## TO DO
Reproduce every line, requests included, beginning with the line that contains "Annotation task — mark the stainless steel refrigerator" and continuing through the end of the rows. Shift each x and y coordinate in the answers by adding 54, and leave the requests and their format samples unchanged.
___ RECORDS SHOWN
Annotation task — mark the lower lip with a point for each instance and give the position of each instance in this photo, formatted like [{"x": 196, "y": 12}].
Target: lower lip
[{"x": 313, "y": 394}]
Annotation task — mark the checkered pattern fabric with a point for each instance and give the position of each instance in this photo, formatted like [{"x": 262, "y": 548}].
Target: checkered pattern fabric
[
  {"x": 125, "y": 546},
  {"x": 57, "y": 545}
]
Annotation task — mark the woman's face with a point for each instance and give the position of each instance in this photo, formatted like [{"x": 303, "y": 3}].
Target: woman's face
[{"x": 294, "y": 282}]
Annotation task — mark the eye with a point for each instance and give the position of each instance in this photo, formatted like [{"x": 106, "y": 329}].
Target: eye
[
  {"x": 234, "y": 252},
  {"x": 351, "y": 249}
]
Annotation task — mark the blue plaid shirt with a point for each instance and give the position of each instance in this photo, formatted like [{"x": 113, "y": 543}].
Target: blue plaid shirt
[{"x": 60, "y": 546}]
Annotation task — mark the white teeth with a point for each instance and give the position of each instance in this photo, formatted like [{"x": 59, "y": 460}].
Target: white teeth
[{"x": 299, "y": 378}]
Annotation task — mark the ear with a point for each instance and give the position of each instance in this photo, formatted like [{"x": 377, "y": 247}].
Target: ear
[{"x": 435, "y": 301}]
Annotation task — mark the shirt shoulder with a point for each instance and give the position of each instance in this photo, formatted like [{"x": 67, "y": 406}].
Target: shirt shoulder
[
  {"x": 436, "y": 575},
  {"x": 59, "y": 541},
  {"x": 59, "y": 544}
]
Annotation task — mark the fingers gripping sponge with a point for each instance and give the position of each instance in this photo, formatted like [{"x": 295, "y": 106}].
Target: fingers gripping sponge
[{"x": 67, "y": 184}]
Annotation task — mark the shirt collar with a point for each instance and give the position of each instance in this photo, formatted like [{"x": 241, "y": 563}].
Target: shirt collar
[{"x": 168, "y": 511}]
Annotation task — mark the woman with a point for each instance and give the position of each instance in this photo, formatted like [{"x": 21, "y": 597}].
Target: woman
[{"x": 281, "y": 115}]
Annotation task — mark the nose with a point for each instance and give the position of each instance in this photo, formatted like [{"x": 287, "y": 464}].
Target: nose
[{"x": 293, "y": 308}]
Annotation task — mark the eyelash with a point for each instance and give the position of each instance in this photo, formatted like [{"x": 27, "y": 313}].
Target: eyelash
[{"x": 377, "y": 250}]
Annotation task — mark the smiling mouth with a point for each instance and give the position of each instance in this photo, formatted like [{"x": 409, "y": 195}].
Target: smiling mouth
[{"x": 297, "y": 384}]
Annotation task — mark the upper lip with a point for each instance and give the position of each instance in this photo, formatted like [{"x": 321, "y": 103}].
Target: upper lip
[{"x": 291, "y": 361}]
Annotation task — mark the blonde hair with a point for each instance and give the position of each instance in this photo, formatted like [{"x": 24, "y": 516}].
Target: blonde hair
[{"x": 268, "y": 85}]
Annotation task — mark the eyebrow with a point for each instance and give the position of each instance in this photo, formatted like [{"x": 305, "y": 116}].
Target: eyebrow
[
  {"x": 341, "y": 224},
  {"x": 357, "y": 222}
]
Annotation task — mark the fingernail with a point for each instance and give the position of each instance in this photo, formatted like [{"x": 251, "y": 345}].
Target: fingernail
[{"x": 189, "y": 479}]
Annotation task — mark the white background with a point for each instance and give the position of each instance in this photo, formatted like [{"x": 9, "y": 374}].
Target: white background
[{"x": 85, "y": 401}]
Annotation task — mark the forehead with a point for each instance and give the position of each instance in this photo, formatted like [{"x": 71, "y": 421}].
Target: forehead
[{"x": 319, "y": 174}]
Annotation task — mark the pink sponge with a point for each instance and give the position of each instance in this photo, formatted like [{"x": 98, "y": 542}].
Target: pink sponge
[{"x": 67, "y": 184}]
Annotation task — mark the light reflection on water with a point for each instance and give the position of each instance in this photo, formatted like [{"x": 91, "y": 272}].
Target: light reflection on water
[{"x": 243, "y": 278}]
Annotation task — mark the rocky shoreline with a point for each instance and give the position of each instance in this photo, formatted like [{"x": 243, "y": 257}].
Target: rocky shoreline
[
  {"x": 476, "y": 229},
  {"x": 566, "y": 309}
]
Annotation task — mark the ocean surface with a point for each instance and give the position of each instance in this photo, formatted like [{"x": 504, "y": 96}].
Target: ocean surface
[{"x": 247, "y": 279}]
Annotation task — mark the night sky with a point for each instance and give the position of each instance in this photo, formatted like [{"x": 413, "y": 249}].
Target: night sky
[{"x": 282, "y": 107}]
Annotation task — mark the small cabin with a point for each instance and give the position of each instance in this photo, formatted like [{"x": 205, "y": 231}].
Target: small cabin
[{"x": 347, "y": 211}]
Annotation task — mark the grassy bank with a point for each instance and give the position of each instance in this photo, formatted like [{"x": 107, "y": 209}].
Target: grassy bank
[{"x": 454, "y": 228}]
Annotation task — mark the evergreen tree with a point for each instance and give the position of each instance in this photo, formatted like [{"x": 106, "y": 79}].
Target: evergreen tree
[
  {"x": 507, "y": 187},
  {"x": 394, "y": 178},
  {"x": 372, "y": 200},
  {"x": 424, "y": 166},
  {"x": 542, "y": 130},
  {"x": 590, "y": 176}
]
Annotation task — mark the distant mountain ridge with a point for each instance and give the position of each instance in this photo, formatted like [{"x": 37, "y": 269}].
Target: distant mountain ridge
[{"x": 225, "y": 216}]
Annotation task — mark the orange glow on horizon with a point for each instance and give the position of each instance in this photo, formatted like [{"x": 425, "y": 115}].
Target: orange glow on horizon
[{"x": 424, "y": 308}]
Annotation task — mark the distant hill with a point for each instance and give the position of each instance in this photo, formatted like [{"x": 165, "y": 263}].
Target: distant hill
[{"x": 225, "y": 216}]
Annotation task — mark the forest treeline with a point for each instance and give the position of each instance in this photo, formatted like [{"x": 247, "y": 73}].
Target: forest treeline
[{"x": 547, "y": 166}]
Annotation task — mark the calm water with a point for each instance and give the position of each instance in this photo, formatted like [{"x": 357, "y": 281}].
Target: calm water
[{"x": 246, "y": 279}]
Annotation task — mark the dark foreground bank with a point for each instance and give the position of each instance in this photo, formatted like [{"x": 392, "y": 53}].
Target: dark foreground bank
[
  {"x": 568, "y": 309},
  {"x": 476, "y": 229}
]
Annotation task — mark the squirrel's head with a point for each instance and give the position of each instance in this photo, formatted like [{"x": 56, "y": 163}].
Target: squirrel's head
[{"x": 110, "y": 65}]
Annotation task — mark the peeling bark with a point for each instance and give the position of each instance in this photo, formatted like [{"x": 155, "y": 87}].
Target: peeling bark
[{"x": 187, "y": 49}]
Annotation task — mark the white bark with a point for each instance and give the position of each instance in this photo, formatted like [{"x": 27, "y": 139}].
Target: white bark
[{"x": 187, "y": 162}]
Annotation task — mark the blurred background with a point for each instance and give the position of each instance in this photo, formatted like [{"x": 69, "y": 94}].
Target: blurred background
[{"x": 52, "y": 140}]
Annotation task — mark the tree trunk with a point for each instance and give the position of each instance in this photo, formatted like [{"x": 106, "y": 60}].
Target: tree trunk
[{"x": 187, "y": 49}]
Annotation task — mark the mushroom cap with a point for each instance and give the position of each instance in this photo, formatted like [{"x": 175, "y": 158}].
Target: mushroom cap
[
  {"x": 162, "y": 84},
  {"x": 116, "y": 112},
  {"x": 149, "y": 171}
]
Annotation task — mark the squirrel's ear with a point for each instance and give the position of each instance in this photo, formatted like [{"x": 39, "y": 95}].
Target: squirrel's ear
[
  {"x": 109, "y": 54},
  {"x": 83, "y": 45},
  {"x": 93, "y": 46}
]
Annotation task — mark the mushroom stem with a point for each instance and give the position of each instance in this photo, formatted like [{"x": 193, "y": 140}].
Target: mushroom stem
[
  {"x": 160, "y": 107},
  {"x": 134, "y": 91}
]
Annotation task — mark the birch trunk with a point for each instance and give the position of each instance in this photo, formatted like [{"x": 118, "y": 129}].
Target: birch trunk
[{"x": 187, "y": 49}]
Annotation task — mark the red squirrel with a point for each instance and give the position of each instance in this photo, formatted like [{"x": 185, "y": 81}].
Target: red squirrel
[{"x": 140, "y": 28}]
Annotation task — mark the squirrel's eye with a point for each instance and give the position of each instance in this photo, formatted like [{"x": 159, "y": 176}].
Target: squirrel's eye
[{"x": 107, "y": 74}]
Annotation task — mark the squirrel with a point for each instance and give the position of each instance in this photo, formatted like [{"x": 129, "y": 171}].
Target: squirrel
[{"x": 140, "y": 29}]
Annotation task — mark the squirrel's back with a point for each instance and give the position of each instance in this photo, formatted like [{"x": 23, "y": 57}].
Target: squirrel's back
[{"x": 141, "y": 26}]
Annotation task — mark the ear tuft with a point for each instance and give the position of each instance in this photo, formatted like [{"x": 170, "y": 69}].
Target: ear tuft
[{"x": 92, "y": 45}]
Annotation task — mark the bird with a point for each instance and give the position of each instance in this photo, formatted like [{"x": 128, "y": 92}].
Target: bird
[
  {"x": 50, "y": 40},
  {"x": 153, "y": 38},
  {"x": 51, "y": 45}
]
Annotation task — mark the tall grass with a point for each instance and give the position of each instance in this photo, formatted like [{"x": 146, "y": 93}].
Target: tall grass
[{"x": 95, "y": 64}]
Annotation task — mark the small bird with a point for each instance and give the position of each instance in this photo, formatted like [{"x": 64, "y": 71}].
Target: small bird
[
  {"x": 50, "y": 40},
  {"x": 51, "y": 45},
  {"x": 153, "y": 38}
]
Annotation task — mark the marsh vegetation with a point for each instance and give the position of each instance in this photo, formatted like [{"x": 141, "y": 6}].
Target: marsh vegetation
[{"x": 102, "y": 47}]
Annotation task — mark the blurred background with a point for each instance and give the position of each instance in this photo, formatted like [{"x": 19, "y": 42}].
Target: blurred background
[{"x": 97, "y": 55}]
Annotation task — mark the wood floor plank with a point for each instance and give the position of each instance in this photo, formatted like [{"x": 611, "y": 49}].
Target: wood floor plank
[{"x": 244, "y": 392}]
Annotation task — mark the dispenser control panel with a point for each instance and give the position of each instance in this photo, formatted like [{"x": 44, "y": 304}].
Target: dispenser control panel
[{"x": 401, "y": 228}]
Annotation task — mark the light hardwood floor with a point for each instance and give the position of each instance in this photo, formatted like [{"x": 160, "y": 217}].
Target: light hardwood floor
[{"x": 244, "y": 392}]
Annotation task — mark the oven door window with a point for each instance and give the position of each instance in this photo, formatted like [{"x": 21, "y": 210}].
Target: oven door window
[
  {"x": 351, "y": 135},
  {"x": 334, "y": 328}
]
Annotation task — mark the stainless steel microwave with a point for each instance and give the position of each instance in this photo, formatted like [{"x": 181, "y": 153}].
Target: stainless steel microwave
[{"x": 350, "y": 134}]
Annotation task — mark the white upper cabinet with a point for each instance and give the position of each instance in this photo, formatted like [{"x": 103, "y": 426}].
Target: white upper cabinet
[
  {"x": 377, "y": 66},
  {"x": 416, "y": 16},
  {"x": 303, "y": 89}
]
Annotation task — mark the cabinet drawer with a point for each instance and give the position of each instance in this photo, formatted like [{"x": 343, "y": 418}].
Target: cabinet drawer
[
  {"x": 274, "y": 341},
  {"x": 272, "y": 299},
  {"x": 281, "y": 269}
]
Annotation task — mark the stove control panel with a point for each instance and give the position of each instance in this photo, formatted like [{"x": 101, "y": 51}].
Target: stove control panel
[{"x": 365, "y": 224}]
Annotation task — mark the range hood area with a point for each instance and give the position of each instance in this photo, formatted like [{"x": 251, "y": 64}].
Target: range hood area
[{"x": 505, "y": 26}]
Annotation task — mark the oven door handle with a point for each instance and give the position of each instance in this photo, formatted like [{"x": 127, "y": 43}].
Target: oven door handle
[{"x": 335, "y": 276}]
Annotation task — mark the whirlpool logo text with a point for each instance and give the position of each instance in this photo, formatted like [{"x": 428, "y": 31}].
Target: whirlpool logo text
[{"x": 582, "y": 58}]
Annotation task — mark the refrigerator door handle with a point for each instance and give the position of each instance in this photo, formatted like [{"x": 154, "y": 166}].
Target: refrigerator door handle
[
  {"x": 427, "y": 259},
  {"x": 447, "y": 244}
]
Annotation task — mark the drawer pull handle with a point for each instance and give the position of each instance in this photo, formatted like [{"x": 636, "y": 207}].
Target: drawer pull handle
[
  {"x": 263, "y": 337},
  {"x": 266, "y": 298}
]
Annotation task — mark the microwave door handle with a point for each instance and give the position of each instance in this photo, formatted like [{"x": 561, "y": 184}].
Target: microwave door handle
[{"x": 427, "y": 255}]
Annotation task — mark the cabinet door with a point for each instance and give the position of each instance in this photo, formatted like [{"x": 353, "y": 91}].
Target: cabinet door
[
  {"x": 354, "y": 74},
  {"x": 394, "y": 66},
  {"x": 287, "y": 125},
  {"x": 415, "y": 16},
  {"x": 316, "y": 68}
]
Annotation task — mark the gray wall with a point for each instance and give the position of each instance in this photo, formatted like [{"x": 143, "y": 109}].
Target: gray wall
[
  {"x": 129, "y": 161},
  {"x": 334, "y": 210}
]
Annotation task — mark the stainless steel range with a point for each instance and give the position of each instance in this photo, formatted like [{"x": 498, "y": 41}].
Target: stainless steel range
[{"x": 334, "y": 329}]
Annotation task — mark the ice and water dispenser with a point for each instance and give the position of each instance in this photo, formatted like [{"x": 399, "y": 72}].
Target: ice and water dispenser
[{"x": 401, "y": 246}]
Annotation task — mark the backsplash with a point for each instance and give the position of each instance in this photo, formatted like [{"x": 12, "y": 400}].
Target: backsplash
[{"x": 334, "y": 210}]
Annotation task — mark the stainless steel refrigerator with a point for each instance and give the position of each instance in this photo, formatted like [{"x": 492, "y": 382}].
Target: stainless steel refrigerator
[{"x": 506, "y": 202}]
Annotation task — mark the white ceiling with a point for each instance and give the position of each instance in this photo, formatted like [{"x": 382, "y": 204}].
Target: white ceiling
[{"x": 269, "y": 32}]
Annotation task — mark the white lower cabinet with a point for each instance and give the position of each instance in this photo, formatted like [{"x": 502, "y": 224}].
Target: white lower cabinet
______
## THE SOLUTION
Annotation task — mark the stainless steel refrigerator with a point for each instance and give the position of each instance in this photo, formatted like [{"x": 492, "y": 382}].
Target: stainless steel refrigerator
[{"x": 560, "y": 256}]
Annotation task — mark the white ceiling with a point for each instance and give the position of each instance in this photo, formatted like [{"x": 382, "y": 204}].
Target: white ceiling
[{"x": 323, "y": 86}]
Annotation task — mark the white lower cabinet with a point for each instance and give the position of each instance in this photo, formatted like [{"x": 502, "y": 224}].
Target: white lower cabinet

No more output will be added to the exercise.